• **SOURCE PASSAGE**:

== Segment start ==

The Food and Drug Administration (FDA) has not approved L. acidophilus for any medical use. However, health practitioners may recommend the supplement for a variety of uses, including the following.
Several studies suggest that using L. acidophilus vaginal suppositories can help treat bacterial vaginosis. A small number of clinical studies suggests that eating yogurt with L. acidophilus cultures may also help. Some people also use L. acidophilus to treat or prevent vaginal yeast infections. More research is needed.
The evidence for using Lactobacillus to prevent diarrhea is mixed. Some research suggests L. acidophilus may be effective when used to prevent traveler's diarrhea (caused by eating contaminated food). Other studies show that Lactobacillus GG was effective. A mix of probiotics (Saccharomyces boulardii and a mixture of L. acidophilus and Bifidobacterium bifidum) helped treat traveler's diarrhea in preliminary studies.
Probiotics, especially Lactobacillus GG, may help prevent or treat infectious diarrhea in children and adults, although the evidence is mixed. Studies seem to show probiotics are most effective in treating rotavirus in children and campylobacter infections in adults. Diarrhea in children can be serious. You should call your doctor if it lasts more than a day or your child seems dehydrated.
Other studies show that taking probiotics regularly may help prevent gastrointestinal infections in adults. In fact, research shows that taking L. acidophilus along with other probiotic strains may enhance immune function and improve overall health. One study found that a 2-strain probiotic, including L. acidophilus, twice a day for 3 months reduced symptoms of the common cold and school absenteeism in school children.

== Segment end ==

Reproduce the full passage on uses of L. acidophilus word for word.

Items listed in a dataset
== Segment start ==

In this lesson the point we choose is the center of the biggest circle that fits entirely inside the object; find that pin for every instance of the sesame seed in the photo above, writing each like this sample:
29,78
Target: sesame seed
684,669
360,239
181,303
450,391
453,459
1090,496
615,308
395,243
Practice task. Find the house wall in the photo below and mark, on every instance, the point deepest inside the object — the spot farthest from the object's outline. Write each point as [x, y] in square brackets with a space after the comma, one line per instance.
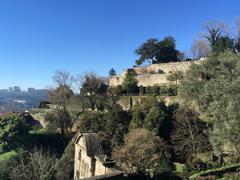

== Segment end ==

• **SOLVED PROBLEM**:
The Food and Drug Administration (FDA) has not approved L. acidophilus for any medical use. However, health practitioners may recommend the supplement for a variety of uses, including the following.
Several studies suggest that using L. acidophilus vaginal suppositories can help treat bacterial vaginosis. A small number of clinical studies suggests that eating yogurt with L. acidophilus cultures may also help. Some people also use L. acidophilus to treat or prevent vaginal yeast infections. More research is needed.
The evidence for using Lactobacillus to prevent diarrhea is mixed. Some research suggests L. acidophilus may be effective when used to prevent traveler's diarrhea (caused by eating contaminated food). Other studies show that Lactobacillus GG was effective. A mix of probiotics (Saccharomyces boulardii and a mixture of L. acidophilus and Bifidobacterium bifidum) helped treat traveler's diarrhea in preliminary studies.
Probiotics, especially Lactobacillus GG, may help prevent or treat infectious diarrhea in children and adults, although the evidence is mixed. Studies seem to show probiotics are most effective in treating rotavirus in children and campylobacter infections in adults. Diarrhea in children can be serious. You should call your doctor if it lasts more than a day or your child seems dehydrated.
Other studies show that taking probiotics regularly may help prevent gastrointestinal infections in adults. In fact, research shows that taking L. acidophilus along with other probiotic strains may enhance immune function and improve overall health. One study found that a 2-strain probiotic, including L. acidophilus, twice a day for 3 months reduced symptoms of the common cold and school absenteeism in school children.